:: Problem description ::
Report every line in the items below that contains the string "exact". A line counts only if its letters match in case.

[Records provided Boundary: Start]

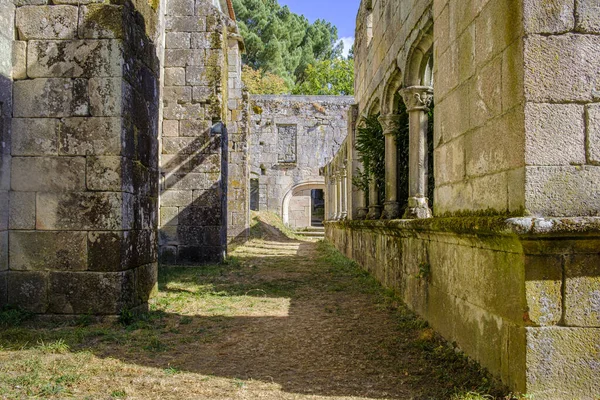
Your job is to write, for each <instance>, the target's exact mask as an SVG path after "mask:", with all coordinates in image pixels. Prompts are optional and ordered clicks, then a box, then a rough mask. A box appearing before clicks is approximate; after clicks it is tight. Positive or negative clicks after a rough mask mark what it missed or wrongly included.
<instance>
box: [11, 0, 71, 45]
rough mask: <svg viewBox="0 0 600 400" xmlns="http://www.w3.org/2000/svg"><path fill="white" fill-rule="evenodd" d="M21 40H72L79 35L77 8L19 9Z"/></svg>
mask: <svg viewBox="0 0 600 400" xmlns="http://www.w3.org/2000/svg"><path fill="white" fill-rule="evenodd" d="M16 27H17V32H18V34H19V39H21V40H31V39H72V38H74V37H75V36H76V35H77V7H76V6H63V5H60V6H24V7H20V8H18V9H17V13H16Z"/></svg>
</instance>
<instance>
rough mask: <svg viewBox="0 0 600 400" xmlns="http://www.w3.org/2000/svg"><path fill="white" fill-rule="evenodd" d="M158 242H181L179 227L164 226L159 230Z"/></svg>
mask: <svg viewBox="0 0 600 400" xmlns="http://www.w3.org/2000/svg"><path fill="white" fill-rule="evenodd" d="M158 243H159V244H160V245H161V246H167V245H174V246H177V245H178V244H179V234H178V227H176V226H163V227H162V228H160V229H159V231H158Z"/></svg>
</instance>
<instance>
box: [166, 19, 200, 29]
mask: <svg viewBox="0 0 600 400" xmlns="http://www.w3.org/2000/svg"><path fill="white" fill-rule="evenodd" d="M165 24H166V30H167V32H203V31H206V18H204V17H202V16H197V17H172V16H167V17H166V21H165Z"/></svg>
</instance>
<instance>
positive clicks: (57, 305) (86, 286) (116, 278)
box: [48, 271, 135, 314]
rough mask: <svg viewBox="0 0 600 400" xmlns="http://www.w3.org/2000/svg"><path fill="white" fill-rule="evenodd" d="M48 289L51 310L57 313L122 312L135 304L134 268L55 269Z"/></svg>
mask: <svg viewBox="0 0 600 400" xmlns="http://www.w3.org/2000/svg"><path fill="white" fill-rule="evenodd" d="M48 292H49V298H50V302H49V312H52V313H55V314H87V313H91V314H118V313H119V312H120V311H121V310H122V309H123V308H127V307H131V306H134V305H135V304H134V301H133V300H134V297H135V283H134V275H133V271H126V272H87V273H70V272H54V273H51V274H50V280H49V288H48Z"/></svg>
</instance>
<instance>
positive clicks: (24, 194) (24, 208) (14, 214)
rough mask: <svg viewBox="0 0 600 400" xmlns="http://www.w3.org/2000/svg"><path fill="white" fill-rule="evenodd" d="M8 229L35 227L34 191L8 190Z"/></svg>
mask: <svg viewBox="0 0 600 400" xmlns="http://www.w3.org/2000/svg"><path fill="white" fill-rule="evenodd" d="M9 209H10V216H9V222H8V225H9V227H10V229H35V192H14V191H12V192H10V208H9Z"/></svg>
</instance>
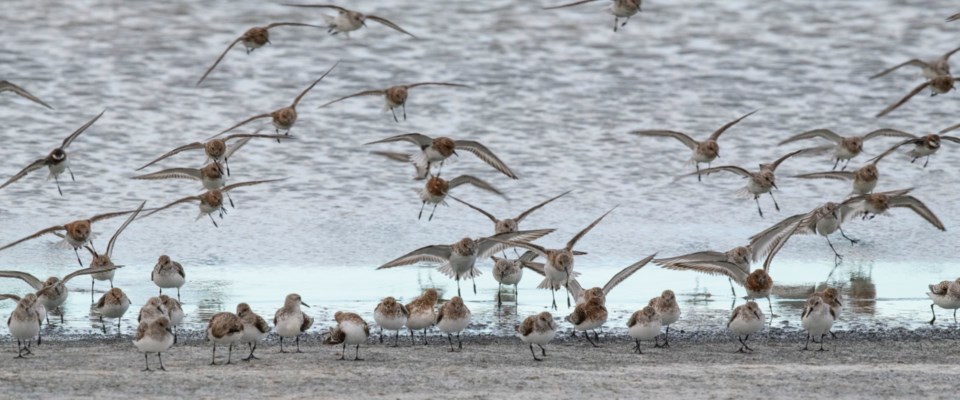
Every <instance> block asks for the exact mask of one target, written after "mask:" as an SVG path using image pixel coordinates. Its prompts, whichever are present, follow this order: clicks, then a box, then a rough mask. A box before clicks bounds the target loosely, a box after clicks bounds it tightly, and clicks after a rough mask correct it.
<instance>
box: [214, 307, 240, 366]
mask: <svg viewBox="0 0 960 400" xmlns="http://www.w3.org/2000/svg"><path fill="white" fill-rule="evenodd" d="M241 338H243V320H242V319H240V317H238V316H237V315H236V314H234V313H229V312H219V313H216V314H213V317H211V318H210V323H209V324H208V325H207V340H209V341H210V342H212V343H213V359H212V360H210V365H217V345H218V344H220V345H227V346H228V347H227V349H228V350H227V364H230V361H231V360H230V359H231V357H232V356H233V345H235V344H238V343H240V339H241Z"/></svg>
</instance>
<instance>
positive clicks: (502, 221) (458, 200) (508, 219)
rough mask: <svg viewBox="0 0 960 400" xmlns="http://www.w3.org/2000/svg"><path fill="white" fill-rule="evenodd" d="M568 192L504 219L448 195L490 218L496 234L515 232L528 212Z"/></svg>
mask: <svg viewBox="0 0 960 400" xmlns="http://www.w3.org/2000/svg"><path fill="white" fill-rule="evenodd" d="M570 192H572V190H568V191H566V192H563V193H561V194H560V195H558V196H555V197H552V198H549V199H547V200H545V201H544V202H542V203H540V204H537V205H535V206H533V207H530V208H529V209H527V210H526V211H524V212H522V213H520V214H519V215H517V216H516V217H515V218H504V219H498V218H497V217H494V216H493V214H490V213H488V212H486V211H483V209H481V208H480V207H477V206H475V205H472V204H470V203H467V202H465V201H463V200H460V199H458V198H456V197H454V196H450V198H452V199H454V200H456V201H458V202H460V203H461V204H463V205H465V206H467V207H470V208H472V209H474V210H477V211H478V212H479V213H481V214H483V215H484V216H486V217H487V218H490V220H491V221H493V231H494V233H495V234H496V233H504V232H516V231H518V230H520V222H523V219H524V218H526V217H528V216H530V214H533V212H534V211H537V210H539V209H540V208H541V207H543V206H545V205H547V204H550V203H551V202H553V201H554V200H556V199H559V198H561V197H563V196H566V195H568V194H570Z"/></svg>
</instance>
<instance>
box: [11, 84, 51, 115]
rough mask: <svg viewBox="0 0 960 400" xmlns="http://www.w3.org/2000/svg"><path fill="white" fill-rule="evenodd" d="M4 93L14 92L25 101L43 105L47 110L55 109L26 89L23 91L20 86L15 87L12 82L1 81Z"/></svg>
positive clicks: (48, 104)
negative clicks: (48, 109)
mask: <svg viewBox="0 0 960 400" xmlns="http://www.w3.org/2000/svg"><path fill="white" fill-rule="evenodd" d="M3 92H14V93H16V94H18V95H20V96H21V97H23V98H25V99H27V100H30V101H32V102H34V103H37V104H39V105H41V106H44V107H46V108H49V109H51V110H52V109H53V107H50V105H49V104H47V103H44V102H43V100H40V99H39V98H37V97H36V96H34V95H32V94H30V92H28V91H26V90H24V89H23V88H22V87H20V86H17V85H14V84H13V83H12V82H10V81H2V80H0V93H3Z"/></svg>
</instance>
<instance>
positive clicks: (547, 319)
mask: <svg viewBox="0 0 960 400" xmlns="http://www.w3.org/2000/svg"><path fill="white" fill-rule="evenodd" d="M556 335H557V324H556V322H554V321H553V315H551V314H550V313H548V312H546V311H544V312H541V313H539V314H537V315H531V316H529V317H527V318H526V319H524V320H523V323H522V324H520V325H517V336H518V337H520V341H522V342H524V343H527V344H529V345H530V354H533V360H534V361H543V359H542V358H537V353H536V352H535V351H533V345H537V347H540V353H541V355H543V356H544V357H546V356H547V349H545V348H543V346H544V345H546V344H547V343H550V341H551V340H553V338H554V337H555V336H556Z"/></svg>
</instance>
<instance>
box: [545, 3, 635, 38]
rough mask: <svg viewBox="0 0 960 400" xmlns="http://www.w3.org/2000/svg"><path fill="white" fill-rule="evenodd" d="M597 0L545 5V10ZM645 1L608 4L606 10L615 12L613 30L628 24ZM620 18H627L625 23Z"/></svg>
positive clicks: (613, 18) (624, 20)
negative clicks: (631, 18)
mask: <svg viewBox="0 0 960 400" xmlns="http://www.w3.org/2000/svg"><path fill="white" fill-rule="evenodd" d="M593 1H596V0H579V1H575V2H573V3H569V4H564V5H560V6H553V7H544V8H543V9H544V10H556V9H558V8H566V7H573V6H577V5H580V4H586V3H590V2H593ZM642 3H643V0H613V2H612V3H611V4H610V5H609V6H607V8H606V11H607V12H609V13H610V14H613V31H614V32H616V31H617V28H618V27H624V26H627V22H629V21H630V17H632V16H634V15H636V14H637V13H638V12H640V11H641V10H640V6H641V4H642ZM620 18H626V19H625V20H624V21H623V24H621V23H620Z"/></svg>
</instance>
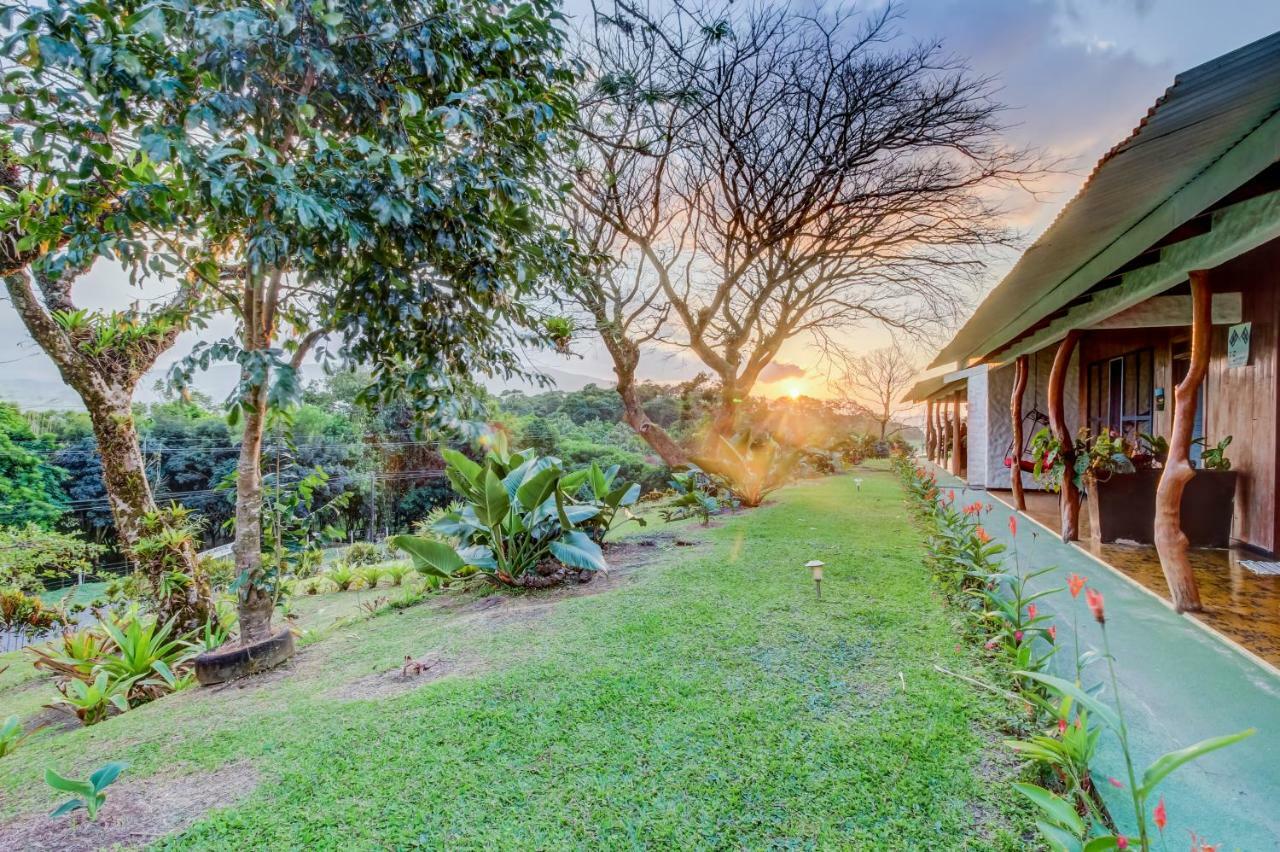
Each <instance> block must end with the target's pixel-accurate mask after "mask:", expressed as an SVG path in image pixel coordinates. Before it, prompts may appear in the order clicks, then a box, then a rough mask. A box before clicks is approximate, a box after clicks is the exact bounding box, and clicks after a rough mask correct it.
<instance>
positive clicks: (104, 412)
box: [0, 0, 214, 620]
mask: <svg viewBox="0 0 1280 852" xmlns="http://www.w3.org/2000/svg"><path fill="white" fill-rule="evenodd" d="M15 15H19V19H18V20H17V22H14V17H15ZM166 15H170V17H173V18H174V19H178V18H183V17H184V9H182V4H175V6H173V8H165V6H161V5H160V4H145V3H137V1H132V0H127V1H125V3H119V4H110V5H108V4H92V3H78V1H72V3H56V4H49V5H47V6H40V8H29V6H28V8H26V9H22V8H18V6H13V5H8V6H5V8H4V10H3V17H4V23H5V29H8V31H9V35H8V37H5V38H4V41H3V42H0V56H3V59H4V63H5V87H4V99H3V100H0V113H3V122H0V123H3V125H4V128H5V130H4V133H3V134H0V278H4V283H5V288H6V290H8V294H9V301H10V303H12V306H13V308H14V311H15V312H17V313H18V316H19V317H20V319H22V321H23V324H24V325H26V327H27V330H28V331H29V333H31V335H32V338H33V339H35V340H36V342H37V343H38V344H40V347H41V349H44V351H45V353H46V354H47V356H49V357H50V358H51V359H52V361H54V363H55V365H56V366H58V370H59V372H60V374H61V376H63V379H64V381H67V384H68V385H70V386H72V388H73V389H74V390H76V391H77V394H79V397H81V399H82V400H83V403H84V407H86V409H87V412H88V418H90V421H91V423H92V429H93V435H95V438H96V444H97V448H99V462H100V464H101V473H102V481H104V484H105V490H106V498H108V500H109V503H110V509H111V513H113V517H114V522H115V530H116V533H118V535H119V537H120V542H122V545H123V549H124V550H125V551H128V550H131V549H132V548H133V545H136V544H137V541H138V537H140V535H141V532H140V531H141V525H142V519H143V518H145V517H147V516H148V514H151V513H154V512H155V509H156V501H155V498H154V495H152V493H151V486H150V484H148V481H147V477H146V472H145V469H146V466H145V462H143V459H142V454H141V450H140V445H138V434H137V425H136V422H134V418H133V409H132V403H133V393H134V390H136V388H137V383H138V380H140V379H141V377H142V375H143V374H145V372H146V371H147V370H148V368H150V367H151V366H154V365H155V362H156V359H157V358H159V357H160V354H163V353H164V352H165V351H166V349H169V348H170V347H172V345H173V343H174V342H175V339H177V336H178V334H179V331H180V330H182V329H183V327H184V326H186V325H187V322H188V320H189V319H191V313H192V311H193V310H195V308H196V307H197V306H198V298H200V289H198V288H197V287H196V285H195V279H192V278H191V276H182V278H179V279H178V281H177V284H178V287H177V288H175V289H177V293H175V294H174V296H173V297H172V298H170V299H169V301H166V302H163V303H160V304H159V306H155V307H140V304H137V303H136V304H134V306H133V307H131V308H128V310H124V311H110V312H99V311H87V310H83V308H79V307H77V304H76V302H74V299H73V287H74V284H76V281H77V279H78V278H79V276H81V275H82V274H83V272H84V271H87V270H88V269H90V267H91V266H92V264H93V262H95V261H96V260H97V258H100V257H113V258H116V260H120V261H124V262H125V265H127V266H128V269H129V270H131V272H133V274H134V276H137V275H140V274H142V272H143V271H146V270H151V271H163V270H164V267H165V262H164V255H152V249H155V248H156V247H157V246H168V247H170V253H174V252H175V253H178V255H182V253H188V252H191V251H193V248H192V247H189V244H184V243H183V242H182V241H175V239H174V238H173V233H172V232H173V226H174V225H175V224H178V223H179V221H180V212H182V210H183V207H184V205H186V203H187V202H188V201H189V200H191V197H192V194H191V192H189V184H188V183H187V175H183V174H182V173H180V169H178V166H177V164H164V162H157V160H156V159H155V157H152V154H154V152H155V151H154V150H152V148H151V146H147V145H146V143H145V138H143V133H142V130H143V128H146V127H147V125H148V124H150V123H152V122H155V120H157V119H159V116H160V114H161V113H163V111H164V110H165V109H166V107H168V105H169V104H172V102H174V100H175V99H177V96H178V93H179V92H180V91H182V90H183V88H184V87H186V86H187V84H188V83H189V79H191V70H192V69H191V68H189V65H188V64H186V63H184V61H183V60H182V59H179V58H177V56H174V55H173V54H172V51H170V47H172V45H170V43H169V41H168V40H166V38H165V20H166ZM166 289H170V290H172V289H174V287H173V283H170V284H169V285H168V288H166ZM182 559H183V563H184V568H186V571H187V572H188V573H191V574H192V576H195V574H196V572H198V565H197V563H196V555H195V551H193V550H192V549H189V548H188V549H187V551H184V553H183V554H182ZM143 568H145V569H155V571H160V568H159V567H155V565H152V567H147V565H143ZM212 613H214V609H212V601H211V599H207V597H205V599H202V600H200V601H197V603H196V608H195V609H193V611H191V613H186V614H183V620H205V619H207V618H209V617H211V615H212ZM163 615H164V617H168V615H169V614H168V613H163Z"/></svg>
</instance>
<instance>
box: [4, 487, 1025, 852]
mask: <svg viewBox="0 0 1280 852" xmlns="http://www.w3.org/2000/svg"><path fill="white" fill-rule="evenodd" d="M860 476H863V477H864V484H863V490H861V491H860V493H856V491H855V487H854V480H852V478H851V477H847V476H845V477H833V478H827V480H822V481H814V482H806V484H801V485H797V486H794V487H790V489H787V490H785V491H782V493H780V494H777V495H776V499H774V500H773V503H772V504H769V505H767V507H765V508H762V509H756V510H754V512H750V513H741V514H737V516H731V517H727V518H722V519H721V521H719V522H718V523H717V526H713V527H712V528H709V530H707V531H705V532H704V531H701V530H700V528H699V527H687V526H685V527H681V532H680V535H681V536H684V537H687V539H699V540H700V544H699V545H698V546H677V545H676V544H675V541H673V540H672V537H671V531H669V530H668V528H664V527H663V525H660V523H659V525H657V526H650V527H649V528H648V530H643V531H636V532H632V533H631V536H632V539H639V537H645V536H653V535H663V533H666V537H664V539H663V541H662V545H660V548H655V549H652V550H640V549H636V548H632V549H631V553H632V554H636V553H641V554H644V553H650V554H653V556H654V558H653V559H652V562H650V564H648V565H645V567H640V568H635V569H634V571H630V572H616V574H614V576H613V577H612V578H611V580H609V581H608V583H607V586H608V587H609V588H608V591H604V592H602V594H594V595H581V596H566V595H558V596H553V597H549V599H548V597H538V596H526V597H524V599H520V600H518V601H516V603H515V605H498V606H493V608H484V606H483V605H479V604H477V603H476V601H475V600H463V601H453V603H451V604H449V605H442V604H440V603H439V601H434V603H429V604H424V605H419V606H415V608H412V609H407V610H402V611H397V613H389V614H384V615H380V617H378V618H374V619H370V620H365V622H357V623H355V624H339V626H338V627H334V628H333V629H332V631H330V632H329V635H328V636H326V637H325V638H323V640H320V641H316V642H311V643H308V645H307V646H306V647H305V649H303V650H302V651H301V652H300V656H298V658H297V661H296V663H294V665H293V670H292V672H289V673H288V677H284V678H274V677H273V678H271V679H270V682H268V683H260V684H252V686H250V687H247V688H243V690H241V688H228V690H221V691H216V692H211V691H189V692H184V693H179V695H177V696H170V697H169V698H165V700H161V701H159V702H156V704H152V705H148V706H145V707H141V709H138V710H134V711H131V713H128V714H125V715H123V716H119V718H115V719H111V720H109V722H106V723H104V724H101V725H97V727H93V728H88V729H78V730H72V732H61V733H42V734H40V737H38V738H37V739H33V741H31V742H28V743H26V745H24V746H23V748H22V750H20V751H19V752H18V753H17V756H15V757H10V759H5V760H0V819H9V817H13V816H15V815H18V814H26V812H31V811H37V810H40V809H49V807H51V806H52V805H54V803H56V800H55V797H54V796H52V794H51V793H49V792H47V791H46V789H45V787H44V783H42V780H41V775H42V773H44V768H45V766H46V765H55V766H59V768H61V769H64V770H65V769H69V770H76V771H81V773H87V771H88V770H92V769H93V768H96V766H97V765H99V764H101V762H102V761H106V760H111V759H123V760H127V761H129V764H131V769H129V770H128V773H127V774H125V778H127V779H141V778H146V777H151V775H160V777H164V778H175V779H178V780H175V782H172V783H173V784H180V783H182V782H180V777H182V775H183V774H189V773H207V771H210V770H215V769H218V768H220V766H224V765H227V764H230V762H232V761H247V764H248V765H251V766H252V768H253V769H255V770H256V778H257V783H256V787H252V785H251V784H252V782H251V780H250V779H251V778H252V773H246V775H244V778H246V787H247V788H248V792H247V797H243V798H241V801H239V802H238V803H237V805H234V806H232V807H228V809H224V810H220V811H214V812H210V814H206V815H205V817H204V819H202V820H201V821H198V823H196V824H195V825H192V826H191V828H188V829H187V830H186V832H184V833H182V834H179V835H177V837H173V838H170V839H169V840H168V843H166V844H168V846H169V847H173V848H209V849H227V848H310V849H319V848H417V847H426V848H438V847H448V848H584V847H594V848H637V847H649V848H695V847H696V848H708V847H721V848H763V847H777V848H835V847H845V848H914V849H918V848H947V849H950V848H1010V849H1014V848H1027V843H1025V842H1024V840H1023V839H1021V838H1023V837H1024V835H1023V830H1024V829H1025V826H1027V821H1025V820H1027V817H1025V814H1024V812H1021V811H1020V810H1018V809H1019V806H1018V805H1016V802H1014V793H1011V791H1010V789H1009V787H1007V780H1009V774H1010V771H1011V770H1010V765H1009V761H1007V759H1006V757H1005V756H1004V748H1002V747H1001V746H1000V745H998V741H1000V734H998V730H997V729H996V716H997V715H998V714H1001V713H1002V710H1004V707H1001V706H1000V704H998V702H997V701H996V700H995V698H992V697H989V696H987V695H984V693H980V692H978V691H974V690H973V688H970V687H968V686H965V684H964V683H963V682H957V681H955V679H951V678H947V677H945V675H941V674H938V673H937V672H936V670H934V668H933V667H934V664H941V665H943V667H946V668H950V669H957V670H963V672H968V673H978V674H980V669H978V668H977V667H978V665H979V663H978V660H977V655H975V654H973V652H972V651H970V650H968V649H963V647H961V641H960V638H959V633H957V628H956V623H957V622H956V617H955V615H954V614H951V613H948V611H947V610H946V609H945V608H943V605H942V603H941V600H940V597H938V596H937V595H936V594H934V592H933V591H932V588H931V585H929V580H928V576H927V572H925V569H924V567H923V564H922V548H920V545H919V536H918V533H916V532H915V531H914V530H913V528H911V527H910V525H909V521H908V517H906V513H905V509H904V507H902V499H901V491H900V490H899V486H897V485H896V482H895V481H893V480H892V477H891V476H890V475H888V473H884V472H877V473H861V475H860ZM814 556H817V558H820V559H823V560H824V562H827V564H828V568H827V580H826V582H824V583H823V599H822V601H820V603H818V601H815V600H814V590H813V583H812V582H810V581H809V578H808V572H806V571H805V569H803V568H801V565H803V563H804V562H805V560H808V559H810V558H814ZM406 654H412V655H413V656H421V655H428V654H434V655H439V656H440V658H443V659H445V660H448V661H449V664H451V665H452V667H453V668H454V674H452V675H449V677H444V678H440V679H436V681H433V682H430V683H425V684H422V686H417V688H411V690H408V691H403V692H401V693H399V695H390V693H389V692H388V693H384V695H381V696H380V697H365V698H355V700H351V698H349V697H348V696H349V695H352V692H353V691H357V692H360V693H361V695H371V692H370V690H369V687H370V684H374V686H375V687H376V686H378V684H385V683H389V682H390V681H392V678H387V677H379V673H381V672H385V670H388V669H392V668H394V669H397V670H398V668H399V663H401V661H402V659H403V656H404V655H406ZM24 686H27V687H29V683H27V684H24ZM50 688H51V687H50ZM374 692H376V690H374ZM9 697H10V696H9V695H6V693H5V692H4V691H3V688H0V716H3V715H4V714H5V713H6V711H8V710H6V701H8V698H9ZM188 784H191V785H198V784H200V782H198V777H196V778H193V780H191V782H188ZM110 810H111V800H110V798H109V800H108V805H106V807H105V809H104V815H106V814H108V812H110Z"/></svg>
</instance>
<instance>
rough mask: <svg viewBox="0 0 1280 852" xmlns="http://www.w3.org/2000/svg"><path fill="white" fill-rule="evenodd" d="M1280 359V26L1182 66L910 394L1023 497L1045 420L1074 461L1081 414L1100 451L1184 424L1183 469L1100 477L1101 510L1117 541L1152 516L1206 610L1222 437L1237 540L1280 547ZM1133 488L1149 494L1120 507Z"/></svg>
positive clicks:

[Records provided Boundary: End]

:: Result for this exercise ::
Your job is to write, for each <instance>, the target's exact mask as an SVG path after "mask:", with all coordinates in image pixels. Prompts are optional and ordered clicks, then a box, then a rough mask. A box appearing before clicks is approximate; after clicks it is tight. Positive or negative clicks after a rough mask mark what it missed or wrongly included.
Every <instance> block asks for the exact mask of one target, written after "mask:" as an SVG path using image pixel coordinates. Its prompts, whichever are present, follow this order: clicks, then a box, then a rough mask. A box before clicks bounds the target loosely, a box after clicks bounds it tightly, and clicks after a rough mask correct it.
Each <instance> block must end with the target's pixel-accurate mask after "mask:", expressed as an SVG path in image pixel coordinates. Before it, prompts may appear in the order clicks, then a box, then a rough mask. A box before clicks is approximate, a box after clicks is the exact bounding box, and clicks after a rough mask correct it.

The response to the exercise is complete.